→ REQUIRED WORK
Copy the discussion below about whether engineers are libertarians or technocrats, word for word and in full.

Are Engineers Natural Libertarians Or Technocrats?
uctpjac writes "This openDemocracy article uses Scott Adams' presidential bid to argue that however much engineers — especially Silicon Valley types — like to think that they're libertarians, they are in fact much more likely to be control-freak technocrats. Quoting: 'Sensibly if uncharismatically, Adams has pledged if elected to delegate most of his decisions to people who know more than him, and flip-flop on any issue where new evidence causes him to modify his position. His worldview has its limitations – he underestimates the value of ways of thinking other than the engineer's, and it's naïve of him to claim his approach to policy is purely pragmatic and non-ideological.' Is this a fair account? Has the author wrongly read Dilbert, or wrongly interpreted the relationship between the engineering mindset and Adams' representation of it in the cartoon strip?"
... for a fee.
It seems that most people have a hard time when life isn't left down to 2 choices. No wonder we have such a hard time coming together on a common ground and working out our problems.
Since when is Silicon Valley the heart of engineering?? Maybe if you're an electrical or computer engineer. Engineering has been around a lot longer than Silicon Valley or the 1980s. Why not also pretend San Francisco is the heart of engineering?
Libertarians are more likely to be self-starters and doers, which is more consistent with the engineering mentality.

→ GIVEN ENTRIES
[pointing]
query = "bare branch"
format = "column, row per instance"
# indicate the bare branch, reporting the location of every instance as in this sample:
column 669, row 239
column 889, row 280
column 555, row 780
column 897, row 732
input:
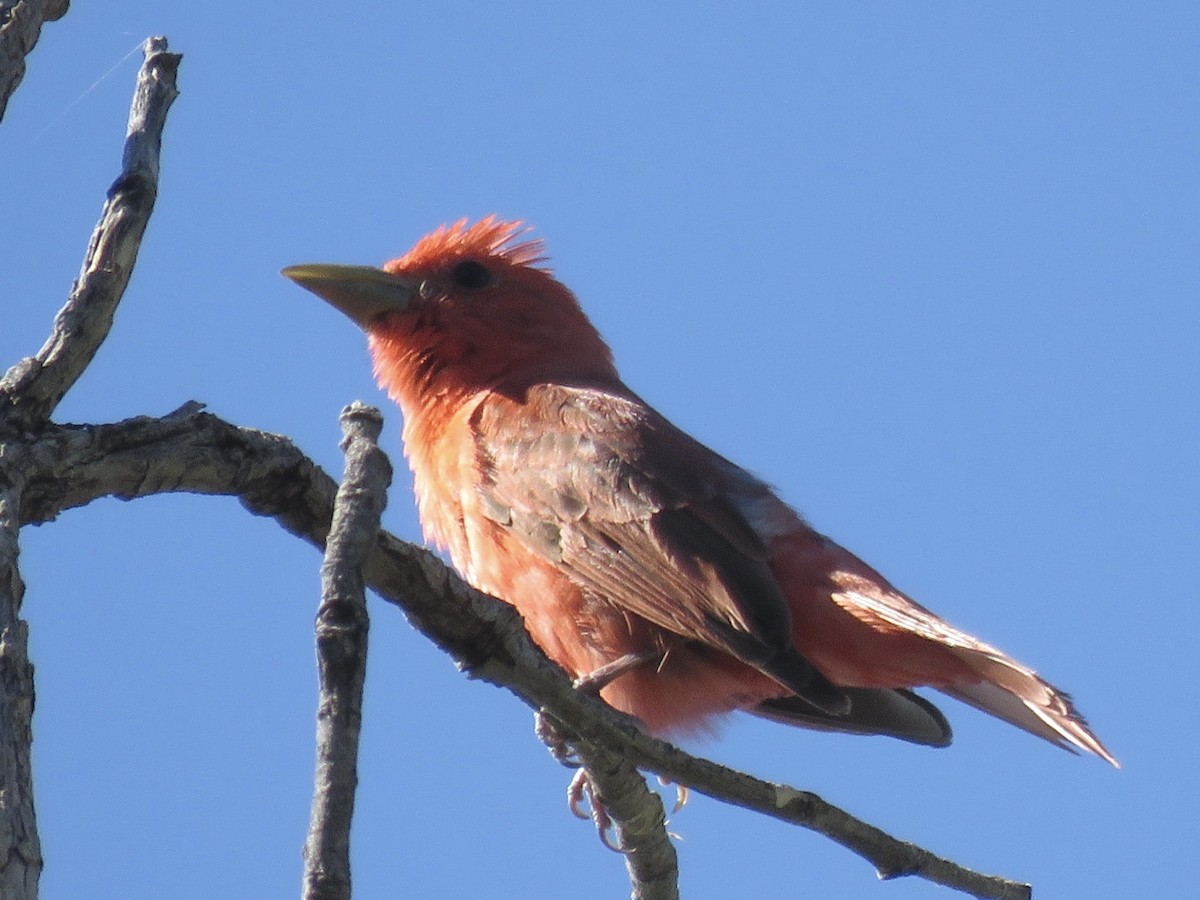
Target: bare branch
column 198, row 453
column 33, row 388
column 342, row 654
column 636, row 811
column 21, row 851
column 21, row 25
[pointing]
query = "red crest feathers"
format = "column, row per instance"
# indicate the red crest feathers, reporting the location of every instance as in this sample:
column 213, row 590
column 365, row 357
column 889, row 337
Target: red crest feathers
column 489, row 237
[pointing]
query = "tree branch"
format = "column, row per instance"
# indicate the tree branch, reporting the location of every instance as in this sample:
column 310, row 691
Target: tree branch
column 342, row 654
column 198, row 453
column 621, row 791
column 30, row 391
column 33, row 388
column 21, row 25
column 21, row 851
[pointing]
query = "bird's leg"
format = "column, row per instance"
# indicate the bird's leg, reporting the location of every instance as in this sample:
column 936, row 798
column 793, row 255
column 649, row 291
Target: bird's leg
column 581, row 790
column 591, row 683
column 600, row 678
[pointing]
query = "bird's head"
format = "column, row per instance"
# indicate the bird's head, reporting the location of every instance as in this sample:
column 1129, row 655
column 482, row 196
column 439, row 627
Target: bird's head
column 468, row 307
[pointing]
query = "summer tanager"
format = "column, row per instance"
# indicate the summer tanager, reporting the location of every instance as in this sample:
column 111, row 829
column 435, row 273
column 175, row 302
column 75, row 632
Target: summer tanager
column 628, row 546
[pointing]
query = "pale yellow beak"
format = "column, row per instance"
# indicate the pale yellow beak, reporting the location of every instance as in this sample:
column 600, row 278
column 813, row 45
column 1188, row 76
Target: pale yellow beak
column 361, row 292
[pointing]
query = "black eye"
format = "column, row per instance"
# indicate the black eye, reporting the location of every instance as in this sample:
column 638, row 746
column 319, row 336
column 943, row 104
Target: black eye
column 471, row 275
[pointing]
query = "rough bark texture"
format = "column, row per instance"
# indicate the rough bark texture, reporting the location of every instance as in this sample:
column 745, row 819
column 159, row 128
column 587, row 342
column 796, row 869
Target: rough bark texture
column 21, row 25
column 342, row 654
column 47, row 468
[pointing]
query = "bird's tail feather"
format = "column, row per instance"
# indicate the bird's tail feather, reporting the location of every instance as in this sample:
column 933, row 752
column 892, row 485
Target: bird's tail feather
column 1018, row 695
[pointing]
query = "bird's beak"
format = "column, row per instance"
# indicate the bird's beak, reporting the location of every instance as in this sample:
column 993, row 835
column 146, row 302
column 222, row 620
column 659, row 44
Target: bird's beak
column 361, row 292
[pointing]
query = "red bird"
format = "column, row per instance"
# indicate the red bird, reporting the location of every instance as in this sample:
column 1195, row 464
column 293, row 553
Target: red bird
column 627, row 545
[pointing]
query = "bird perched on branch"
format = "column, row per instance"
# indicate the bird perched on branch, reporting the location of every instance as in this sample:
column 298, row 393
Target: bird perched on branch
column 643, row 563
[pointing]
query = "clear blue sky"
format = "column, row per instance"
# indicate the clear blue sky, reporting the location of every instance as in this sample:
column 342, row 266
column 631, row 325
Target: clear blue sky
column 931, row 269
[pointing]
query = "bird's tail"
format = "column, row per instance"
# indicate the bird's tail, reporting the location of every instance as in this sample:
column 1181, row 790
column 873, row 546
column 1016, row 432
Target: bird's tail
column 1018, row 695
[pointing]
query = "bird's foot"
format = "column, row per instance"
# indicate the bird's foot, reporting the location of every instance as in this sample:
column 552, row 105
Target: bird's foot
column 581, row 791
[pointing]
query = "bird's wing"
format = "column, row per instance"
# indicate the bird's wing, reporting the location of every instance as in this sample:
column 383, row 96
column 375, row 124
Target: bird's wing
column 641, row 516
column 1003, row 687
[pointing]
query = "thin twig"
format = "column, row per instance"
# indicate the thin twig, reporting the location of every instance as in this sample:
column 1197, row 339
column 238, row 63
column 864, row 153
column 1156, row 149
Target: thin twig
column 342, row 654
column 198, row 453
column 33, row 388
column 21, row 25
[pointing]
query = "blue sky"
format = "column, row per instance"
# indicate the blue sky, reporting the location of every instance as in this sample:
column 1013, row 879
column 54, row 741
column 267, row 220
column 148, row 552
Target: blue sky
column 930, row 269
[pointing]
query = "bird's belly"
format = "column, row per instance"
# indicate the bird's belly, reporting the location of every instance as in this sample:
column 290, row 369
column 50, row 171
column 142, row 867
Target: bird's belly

→ OUTPUT FOR THIS EXERCISE
Are Engineers Natural Libertarians Or Technocrats?
uctpjac writes "This openDemocracy article uses Scott Adams' presidential bid to argue that however much engineers — especially Silicon Valley types — like to think that they're libertarians, they are in fact much more likely to be control-freak technocrats. Quoting: 'Sensibly if uncharismatically, Adams has pledged if elected to delegate most of his decisions to people who know more than him, and flip-flop on any issue where new evidence causes him to modify his position. His worldview has its limitations – he underestimates the value of ways of thinking other than the engineer's, and it's naïve of him to claim his approach to policy is purely pragmatic and non-ideological.' Is this a fair account? Has the author wrongly read Dilbert, or wrongly interpreted the relationship between the engineering mindset and Adams' representation of it in the cartoon strip?"
... for a fee.
It seems that most people have a hard time when life isn't left down to 2 choices. No wonder we have such a hard time coming together on a common ground and working out our problems.
Since when is Silicon Valley the heart of engineering?? Maybe if you're an electrical or computer engineer. Engineering has been around a lot longer than Silicon Valley or the 1980s. Why not also pretend San Francisco is the heart of engineering?
Libertarians are more likely to be self-starters and doers, which is more consistent with the engineering mentality.